*Written task*:
Copy every line of the listing below word for word, but leave out the pictures.

*Exercise data*:

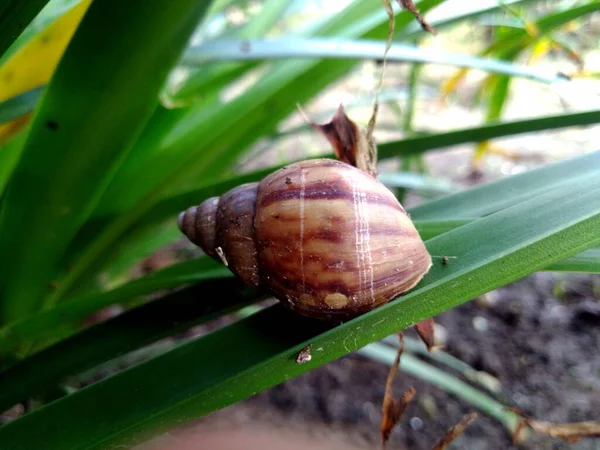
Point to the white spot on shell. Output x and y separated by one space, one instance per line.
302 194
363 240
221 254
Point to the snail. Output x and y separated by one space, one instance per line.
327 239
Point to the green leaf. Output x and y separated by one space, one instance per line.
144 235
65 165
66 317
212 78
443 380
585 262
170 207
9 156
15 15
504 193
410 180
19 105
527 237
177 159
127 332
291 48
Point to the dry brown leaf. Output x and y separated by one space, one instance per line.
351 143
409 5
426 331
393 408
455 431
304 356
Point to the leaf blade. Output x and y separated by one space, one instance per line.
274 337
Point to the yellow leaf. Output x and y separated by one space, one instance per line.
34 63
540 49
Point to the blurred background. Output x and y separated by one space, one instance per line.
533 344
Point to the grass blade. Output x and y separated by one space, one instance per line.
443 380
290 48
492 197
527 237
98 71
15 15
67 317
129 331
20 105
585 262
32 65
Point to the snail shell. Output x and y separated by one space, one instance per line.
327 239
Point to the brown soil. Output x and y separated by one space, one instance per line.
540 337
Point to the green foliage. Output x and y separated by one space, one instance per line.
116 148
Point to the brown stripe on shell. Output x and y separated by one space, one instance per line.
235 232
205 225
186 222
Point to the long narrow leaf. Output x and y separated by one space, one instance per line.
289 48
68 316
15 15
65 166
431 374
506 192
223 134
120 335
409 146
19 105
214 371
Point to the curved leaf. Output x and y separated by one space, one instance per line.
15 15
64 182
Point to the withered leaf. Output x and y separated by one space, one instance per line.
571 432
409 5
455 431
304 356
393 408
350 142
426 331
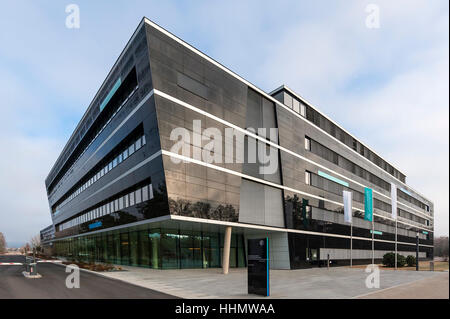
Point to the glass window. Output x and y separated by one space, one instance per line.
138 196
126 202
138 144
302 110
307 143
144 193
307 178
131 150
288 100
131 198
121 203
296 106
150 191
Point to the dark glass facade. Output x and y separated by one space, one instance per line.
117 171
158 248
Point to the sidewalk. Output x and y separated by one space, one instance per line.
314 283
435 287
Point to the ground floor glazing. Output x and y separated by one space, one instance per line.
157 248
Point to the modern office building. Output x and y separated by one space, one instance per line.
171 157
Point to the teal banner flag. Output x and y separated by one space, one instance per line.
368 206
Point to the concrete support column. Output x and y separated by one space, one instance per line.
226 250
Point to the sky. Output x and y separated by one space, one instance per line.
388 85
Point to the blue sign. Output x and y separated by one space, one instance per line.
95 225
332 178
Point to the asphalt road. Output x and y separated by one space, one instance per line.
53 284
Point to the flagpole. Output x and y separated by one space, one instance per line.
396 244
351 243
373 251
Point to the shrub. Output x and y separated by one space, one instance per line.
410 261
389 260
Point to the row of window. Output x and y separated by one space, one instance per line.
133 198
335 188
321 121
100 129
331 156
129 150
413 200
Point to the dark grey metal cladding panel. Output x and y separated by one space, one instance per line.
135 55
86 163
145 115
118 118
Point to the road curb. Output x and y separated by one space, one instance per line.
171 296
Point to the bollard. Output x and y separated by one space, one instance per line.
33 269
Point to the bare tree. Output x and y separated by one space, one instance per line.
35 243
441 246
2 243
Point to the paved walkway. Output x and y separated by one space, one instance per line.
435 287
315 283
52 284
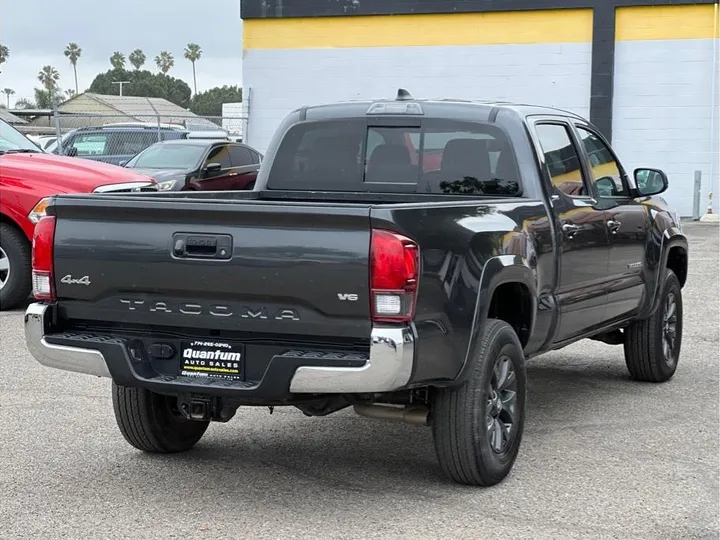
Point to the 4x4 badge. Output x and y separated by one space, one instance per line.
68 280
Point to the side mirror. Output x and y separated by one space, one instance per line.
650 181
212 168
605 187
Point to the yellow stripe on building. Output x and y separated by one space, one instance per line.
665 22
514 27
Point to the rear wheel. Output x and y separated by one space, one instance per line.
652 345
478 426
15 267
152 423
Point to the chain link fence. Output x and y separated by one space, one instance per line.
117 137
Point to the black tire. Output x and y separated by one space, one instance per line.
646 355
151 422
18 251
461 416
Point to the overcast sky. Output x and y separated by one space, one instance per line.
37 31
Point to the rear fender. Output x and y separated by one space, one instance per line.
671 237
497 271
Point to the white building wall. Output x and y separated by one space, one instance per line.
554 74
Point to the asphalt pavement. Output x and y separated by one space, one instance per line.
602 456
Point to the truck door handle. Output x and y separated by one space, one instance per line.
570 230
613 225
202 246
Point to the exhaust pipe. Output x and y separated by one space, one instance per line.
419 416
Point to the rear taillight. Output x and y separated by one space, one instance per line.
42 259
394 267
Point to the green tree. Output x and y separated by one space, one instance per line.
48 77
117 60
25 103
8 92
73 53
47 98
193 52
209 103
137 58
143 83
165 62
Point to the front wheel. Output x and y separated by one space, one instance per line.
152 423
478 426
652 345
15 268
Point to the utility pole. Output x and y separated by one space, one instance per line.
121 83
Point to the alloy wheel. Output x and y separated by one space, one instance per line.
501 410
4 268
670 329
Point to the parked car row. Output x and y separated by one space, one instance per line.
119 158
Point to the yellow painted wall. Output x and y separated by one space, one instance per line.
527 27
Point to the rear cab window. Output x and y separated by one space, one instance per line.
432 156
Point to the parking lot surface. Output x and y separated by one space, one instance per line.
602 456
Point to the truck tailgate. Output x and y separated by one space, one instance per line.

*Completed exercise*:
Point to the white spot on shell. Output x and y separated by one space, one instance per line.
302 194
363 240
221 254
Point to the snail. Output x and y separated by one space, one instance per line.
327 239
Point to the green leaf. Output x and y separated by one space, one instance per line.
144 235
65 165
66 317
212 78
443 380
585 262
170 207
9 156
15 15
504 193
410 180
19 105
527 237
177 159
127 332
291 48
Point to the dry brown leaf. Output x and y separated by one space, one instance per line.
351 143
409 5
426 331
393 408
455 431
304 356
Point to the leaf blade. Output x and y separated by one space, one instance per line.
274 337
Point to the yellow leaf. Output x and y separated by one space, one instance per line.
34 63
540 49
Point to the blurred background. Output x and y separated by one space, one instance per line.
533 344
Point to the grass blade. Output x and y separated by one space, one instance per line.
443 380
290 48
492 197
527 237
98 71
15 15
67 317
129 331
20 105
585 262
32 65
Point to the snail shell. Output x and y separated by one space, one instance per line.
327 239
Point to the brown soil. Output x and y separated by one space, one instance per line.
540 337
Point to the green foliage. Output x and y separated by one space, one instance per line.
116 148
Point to the brown stripe on shell. Output x and y separated by one space, one instance per line.
235 232
205 225
186 222
Point to the long narrow leaf. Output x and y separated by one space, one instance per line.
289 48
68 316
15 15
65 166
431 374
506 192
223 134
120 335
409 146
19 105
214 371
Point to the curved leaf. Output x and y separated by one space, one instance per line.
15 15
64 182
Point to the withered leaf. Output x and y separated by one space, one instance per line.
571 432
409 5
455 431
304 356
393 408
350 142
426 331
Point to the glass window. Output x and y separated by one space, one instance per line.
138 196
126 202
138 144
302 110
307 143
144 193
307 178
131 150
288 100
131 198
121 203
296 106
150 191
Point to the dark glass facade. Output x and y separated by one space, one instance per line.
117 171
158 248
Point to the sidewalk. Output x and y separated by one space, one instance per line.
314 283
435 287
Point to the ground floor glazing. Output x and y separated by one space, one instance per line.
157 248
Point to the modern office building. Output x and y separated by one space, one instance per line.
171 157
Point to the teal banner flag. Output x and y separated by one space, one instance per line.
368 206
Point to the concrete support column. Output x and y separated by one space, one instance per line.
226 250
Point to the sky. Output x and y separated by one space, one instance per line.
388 85
Point to the blue sign. Output x and y separated by one space, one instance per line.
95 225
332 178
Point to the asphalt road. Output x and y separated by one space, one instance per line.
53 284
Point to the flagpole. Output x and y separated by one space, one instance per line.
396 244
351 243
373 251
Point to the shrub. Output x and y separated by one space, one instance per line.
410 261
389 260
Point to the row of window. Output x and y separated by one space, one instance per line.
133 198
335 188
321 121
100 129
331 156
129 150
413 200
Point to the dark grey metal cladding panel. Output x and y separated by one space, one instance per line.
135 55
86 163
145 115
118 118
Point to the road curb. Output x and y separated by one space, one instance per line.
171 296
Point to the bollard. Output x and y separated by one space, one instance per line.
33 269
Point to the bare tree. Output x and y separated by one space, one instance per line.
35 243
441 246
2 243
Point to the paved walkway. Output x and y separated by one space, one instance per line.
435 287
315 283
52 284
Point to the 4x4 badge. Output x and y separated by one space, one instance per line.
68 280
Point to the side mirror. Output x and y separated by one space, one instance per line.
650 181
212 168
605 187
Point to the yellow stripe on building. Output x and y separated by one space, one instance per line.
665 22
514 27
Point to the rear wheel. Output x and y separated by one space, one instance per line.
652 345
478 426
15 267
152 423
Point to the chain link fence. Output x and y separated by one space, one instance per line.
117 137
Point to the black tire. Output x and y separated by one space, one instance per line.
646 355
151 422
18 251
461 416
Point to the overcast sky. Output x and y separated by one space, one instance per line.
37 31
Point to the rear fender. Output x and y separated by one space, one instance per line.
671 237
497 271
Point to the white building wall. Output x and y separated by one space, one instance per line.
554 74
Point to the asphalt pavement. Output x and y separated by one space, one instance per line.
602 456
Point to the truck door handle. Output x and y separated by one space, one instance per line.
570 230
613 225
202 246
Point to the exhaust pipe. Output x and y separated by one space, one instance per line.
419 416
Point to the rear taillight. Output x and y separated by one space, one instance per line.
42 259
394 267
Point to the green tree. Output x and y separated by one space, one instance per line.
48 77
117 60
25 103
8 92
73 53
47 98
193 52
209 103
137 58
143 83
165 62
Point to the front wheel. Output x and y separated by one space, one instance per line.
152 423
478 426
652 345
15 268
Point to the utility pole. Output x and y separated by one space, one instance per line.
121 83
Point to the alloy wheel. Output x and y separated by one space, one instance per line.
501 410
4 268
670 329
Point to the parked car row. Output x and y separated by one space, one instance per line.
119 158
Point to the yellow painted wall. Output x and y separated by one space, one instance per line.
527 27
Point to the rear cab window. Output x and y separated by one space, one instance per line.
432 156
Point to the parking lot surface. Output x and y separated by one space, one instance per line.
602 456
Point to the truck tailgate. Output x and y separated by one space, one instance per line.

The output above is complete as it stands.